**Supplied passage**.
Pursuant to our recent interest in agnosticism and atheism, I pass along a specimen of Bertrand Russell’s apostasy, written 60 years ago but as fresh as yesterday’s earthquakes in Haiti:
Throughout the last 400 years, during which the growth of science has gradually shown men how to acquire knowledge of the ways of nature and mastery over natural forces, the clergy have fought a losing battle against science, in astronomy and geology, in anatomy and physiology, in biology and psychology and sociology. Ousted from one position, they have taken up another.
After being worsted in astronomy, they did their best to prevent the rise of geology; they fought against Darwin in biology, and at the present time they fight against theories of psychology and education. At each stage they try to make the public forget their earlier obscurantism, in order that their present obscurantism may not be recognized for what it is. Let us note a few instances of irrationality among the clergy since the rise of science, and then enquire whether the rest of mankind are any better.
When Benjamin Franklin invented the lightning-rod the clergy, both in England and America, with the enthusiastic support of George III, condemned it as an impious attempt to defeat the will of God. For, as all right-thinking people are aware, lightning is sent by God to punish impiety or some other grave sin — the virtuous are never struck by lightning.
Therefore if God wants to strike anyone, Benjamin Franklin ought not to defeat His design; indeed to do so is helping criminals to escape. But God was equal to the occasion, if we are to believe the eminent Dr. Price, one of the leading divines of Boston.

**Data section**.
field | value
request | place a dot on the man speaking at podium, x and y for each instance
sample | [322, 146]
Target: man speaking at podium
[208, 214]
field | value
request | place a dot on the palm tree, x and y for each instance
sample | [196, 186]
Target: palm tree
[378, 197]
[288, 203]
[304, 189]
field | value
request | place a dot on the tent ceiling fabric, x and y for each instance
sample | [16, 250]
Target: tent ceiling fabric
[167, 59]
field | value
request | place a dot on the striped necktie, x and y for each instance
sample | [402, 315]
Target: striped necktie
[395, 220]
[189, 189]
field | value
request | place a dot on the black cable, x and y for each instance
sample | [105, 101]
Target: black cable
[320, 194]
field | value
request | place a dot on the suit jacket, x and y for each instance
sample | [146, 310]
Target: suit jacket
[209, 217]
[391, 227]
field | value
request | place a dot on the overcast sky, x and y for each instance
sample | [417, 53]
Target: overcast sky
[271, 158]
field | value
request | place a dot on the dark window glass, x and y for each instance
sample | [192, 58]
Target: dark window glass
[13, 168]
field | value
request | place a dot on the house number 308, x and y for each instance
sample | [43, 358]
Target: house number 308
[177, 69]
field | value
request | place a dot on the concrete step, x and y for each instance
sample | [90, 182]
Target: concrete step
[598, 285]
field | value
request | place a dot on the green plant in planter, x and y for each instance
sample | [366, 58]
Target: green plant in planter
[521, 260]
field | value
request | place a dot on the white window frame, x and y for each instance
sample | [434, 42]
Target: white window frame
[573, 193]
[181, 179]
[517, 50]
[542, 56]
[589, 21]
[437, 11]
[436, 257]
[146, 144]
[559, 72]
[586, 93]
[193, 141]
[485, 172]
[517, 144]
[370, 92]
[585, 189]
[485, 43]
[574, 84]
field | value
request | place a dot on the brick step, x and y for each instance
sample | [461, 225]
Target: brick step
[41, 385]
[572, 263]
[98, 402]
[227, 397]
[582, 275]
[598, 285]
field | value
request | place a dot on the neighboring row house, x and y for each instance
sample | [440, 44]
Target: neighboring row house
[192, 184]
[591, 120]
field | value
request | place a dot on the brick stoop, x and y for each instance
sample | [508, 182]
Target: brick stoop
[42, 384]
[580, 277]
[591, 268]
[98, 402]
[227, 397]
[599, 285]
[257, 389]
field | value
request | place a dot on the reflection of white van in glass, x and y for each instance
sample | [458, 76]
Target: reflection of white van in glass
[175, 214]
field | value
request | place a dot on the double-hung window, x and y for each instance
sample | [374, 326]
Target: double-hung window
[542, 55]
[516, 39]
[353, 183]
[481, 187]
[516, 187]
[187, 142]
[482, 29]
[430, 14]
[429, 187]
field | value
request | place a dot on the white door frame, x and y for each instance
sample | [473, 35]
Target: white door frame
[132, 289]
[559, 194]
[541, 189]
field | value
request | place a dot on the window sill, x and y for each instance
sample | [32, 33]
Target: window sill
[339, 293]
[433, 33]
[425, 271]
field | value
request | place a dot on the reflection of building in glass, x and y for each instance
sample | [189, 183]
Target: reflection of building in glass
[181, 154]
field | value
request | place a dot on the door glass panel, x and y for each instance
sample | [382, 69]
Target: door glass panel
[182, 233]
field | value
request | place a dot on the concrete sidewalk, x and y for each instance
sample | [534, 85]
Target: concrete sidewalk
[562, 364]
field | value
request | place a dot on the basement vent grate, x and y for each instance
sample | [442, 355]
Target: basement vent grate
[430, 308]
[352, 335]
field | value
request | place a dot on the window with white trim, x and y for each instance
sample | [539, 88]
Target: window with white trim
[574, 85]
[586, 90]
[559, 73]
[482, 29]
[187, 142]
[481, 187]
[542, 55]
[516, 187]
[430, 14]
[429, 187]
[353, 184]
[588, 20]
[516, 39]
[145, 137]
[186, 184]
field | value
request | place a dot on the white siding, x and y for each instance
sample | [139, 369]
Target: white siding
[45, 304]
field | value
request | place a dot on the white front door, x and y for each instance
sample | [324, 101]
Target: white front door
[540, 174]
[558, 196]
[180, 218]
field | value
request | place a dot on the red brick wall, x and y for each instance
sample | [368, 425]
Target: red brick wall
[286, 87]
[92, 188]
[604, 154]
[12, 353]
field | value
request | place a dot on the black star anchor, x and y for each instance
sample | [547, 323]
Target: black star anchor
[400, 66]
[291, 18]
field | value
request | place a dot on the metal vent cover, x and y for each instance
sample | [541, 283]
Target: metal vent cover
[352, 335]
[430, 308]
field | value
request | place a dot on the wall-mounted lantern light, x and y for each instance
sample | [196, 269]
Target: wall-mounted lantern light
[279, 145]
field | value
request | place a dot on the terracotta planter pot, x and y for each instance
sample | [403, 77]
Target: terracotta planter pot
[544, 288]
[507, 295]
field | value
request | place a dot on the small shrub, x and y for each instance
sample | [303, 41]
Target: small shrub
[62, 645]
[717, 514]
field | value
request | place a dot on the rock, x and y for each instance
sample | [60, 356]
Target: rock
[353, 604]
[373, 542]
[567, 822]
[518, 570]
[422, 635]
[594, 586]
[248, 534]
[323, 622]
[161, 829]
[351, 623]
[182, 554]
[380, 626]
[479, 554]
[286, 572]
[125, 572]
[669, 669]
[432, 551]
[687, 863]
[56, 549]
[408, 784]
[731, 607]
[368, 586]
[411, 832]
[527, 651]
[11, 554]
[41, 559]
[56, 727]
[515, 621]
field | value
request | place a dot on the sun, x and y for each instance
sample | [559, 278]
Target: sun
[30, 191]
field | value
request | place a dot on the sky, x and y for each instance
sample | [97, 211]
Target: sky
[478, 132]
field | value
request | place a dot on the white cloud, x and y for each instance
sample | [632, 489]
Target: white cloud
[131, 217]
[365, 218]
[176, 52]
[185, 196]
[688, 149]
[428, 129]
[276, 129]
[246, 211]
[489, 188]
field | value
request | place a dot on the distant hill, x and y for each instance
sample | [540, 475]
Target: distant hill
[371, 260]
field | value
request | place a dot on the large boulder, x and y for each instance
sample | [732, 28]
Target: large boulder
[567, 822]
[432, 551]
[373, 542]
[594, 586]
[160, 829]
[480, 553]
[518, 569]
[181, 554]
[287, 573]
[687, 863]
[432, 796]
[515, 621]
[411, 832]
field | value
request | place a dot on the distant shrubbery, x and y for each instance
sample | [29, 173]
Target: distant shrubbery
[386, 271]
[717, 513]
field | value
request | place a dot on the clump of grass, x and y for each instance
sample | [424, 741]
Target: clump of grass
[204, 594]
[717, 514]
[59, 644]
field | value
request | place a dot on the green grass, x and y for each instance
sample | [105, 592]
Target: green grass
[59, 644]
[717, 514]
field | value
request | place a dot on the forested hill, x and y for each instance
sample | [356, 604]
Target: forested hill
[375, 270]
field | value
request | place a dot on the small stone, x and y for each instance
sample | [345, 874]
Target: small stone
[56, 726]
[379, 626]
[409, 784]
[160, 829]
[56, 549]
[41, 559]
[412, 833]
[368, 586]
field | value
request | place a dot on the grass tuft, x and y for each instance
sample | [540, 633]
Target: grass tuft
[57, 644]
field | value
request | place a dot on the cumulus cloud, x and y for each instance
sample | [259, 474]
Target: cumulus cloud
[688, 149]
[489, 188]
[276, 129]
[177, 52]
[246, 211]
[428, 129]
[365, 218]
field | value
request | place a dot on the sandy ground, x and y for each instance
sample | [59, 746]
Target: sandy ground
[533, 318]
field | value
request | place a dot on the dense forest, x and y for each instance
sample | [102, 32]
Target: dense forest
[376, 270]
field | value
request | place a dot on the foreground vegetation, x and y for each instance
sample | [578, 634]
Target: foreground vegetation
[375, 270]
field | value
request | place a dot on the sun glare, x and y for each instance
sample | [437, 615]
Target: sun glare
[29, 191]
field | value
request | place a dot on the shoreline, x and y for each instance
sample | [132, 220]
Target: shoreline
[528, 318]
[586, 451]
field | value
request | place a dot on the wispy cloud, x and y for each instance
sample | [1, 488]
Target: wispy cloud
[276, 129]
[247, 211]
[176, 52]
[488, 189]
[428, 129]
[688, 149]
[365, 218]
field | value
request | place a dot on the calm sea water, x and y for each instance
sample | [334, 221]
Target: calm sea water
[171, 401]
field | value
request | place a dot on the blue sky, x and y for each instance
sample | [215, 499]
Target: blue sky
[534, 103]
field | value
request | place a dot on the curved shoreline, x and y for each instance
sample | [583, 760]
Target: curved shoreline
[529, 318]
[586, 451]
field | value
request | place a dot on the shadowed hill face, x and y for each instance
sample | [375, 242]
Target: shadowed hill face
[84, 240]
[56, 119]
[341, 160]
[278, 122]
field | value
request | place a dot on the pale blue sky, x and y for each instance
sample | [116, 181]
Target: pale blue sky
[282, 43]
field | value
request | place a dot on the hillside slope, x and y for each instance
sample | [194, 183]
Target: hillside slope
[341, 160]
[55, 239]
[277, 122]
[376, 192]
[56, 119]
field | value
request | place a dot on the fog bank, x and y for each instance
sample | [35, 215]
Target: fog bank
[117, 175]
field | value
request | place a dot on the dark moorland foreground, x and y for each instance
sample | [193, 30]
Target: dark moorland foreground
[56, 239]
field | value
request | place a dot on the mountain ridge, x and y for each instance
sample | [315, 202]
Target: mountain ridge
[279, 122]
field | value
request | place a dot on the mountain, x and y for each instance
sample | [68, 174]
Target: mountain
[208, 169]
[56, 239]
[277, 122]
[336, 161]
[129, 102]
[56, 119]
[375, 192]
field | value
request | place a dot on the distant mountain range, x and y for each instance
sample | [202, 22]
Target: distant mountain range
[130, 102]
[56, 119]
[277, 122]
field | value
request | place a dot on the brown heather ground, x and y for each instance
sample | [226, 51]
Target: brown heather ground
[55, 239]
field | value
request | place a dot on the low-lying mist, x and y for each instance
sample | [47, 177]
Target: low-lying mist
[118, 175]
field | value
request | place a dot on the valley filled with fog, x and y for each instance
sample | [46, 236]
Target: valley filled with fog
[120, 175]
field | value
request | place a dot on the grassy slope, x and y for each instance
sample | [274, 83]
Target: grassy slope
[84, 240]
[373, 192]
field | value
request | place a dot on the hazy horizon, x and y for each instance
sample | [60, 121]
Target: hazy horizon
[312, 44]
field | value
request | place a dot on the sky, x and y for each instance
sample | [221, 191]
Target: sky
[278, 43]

**Prompt A**. In the Bertrand Russell passage on the clergy and science, who gave enthusiastic support to the clergy's condemnation of the lightning-rod?
**Prompt B**. Continue the Bertrand Russell passage on the clergy and science from its last sentence.

**Answer A**. George III

**Answer B**.
Lightning having been rendered ineffectual by the “iron points invented by the sagacious Dr. Franklin,” Massachusetts was shaken by earthquakes, which Dr. Price perceived to be due to God’s wrath at the “iron points.” In a sermon on the subject he said, “In Boston are more erected than elsewhere in New England, and Boston seems to be more dreadfully shaken. O! there is no getting out of the mighty hand of God.”
Apparently, however, Providence gave up all hope of curing Boston of its wickedness, for, though lightning-rods became more and more common, earthquakes in Massachusetts have remained rare. Nevertheless, Dr. Price’s point of view, or something very like it, was still held by one of the most influential men of recent times. When, at one time, there were several bad earthquakes in India, Mahatma Gandhi solemnly warned his compatriots that the disasters had beeen sent as a punishment for their sins.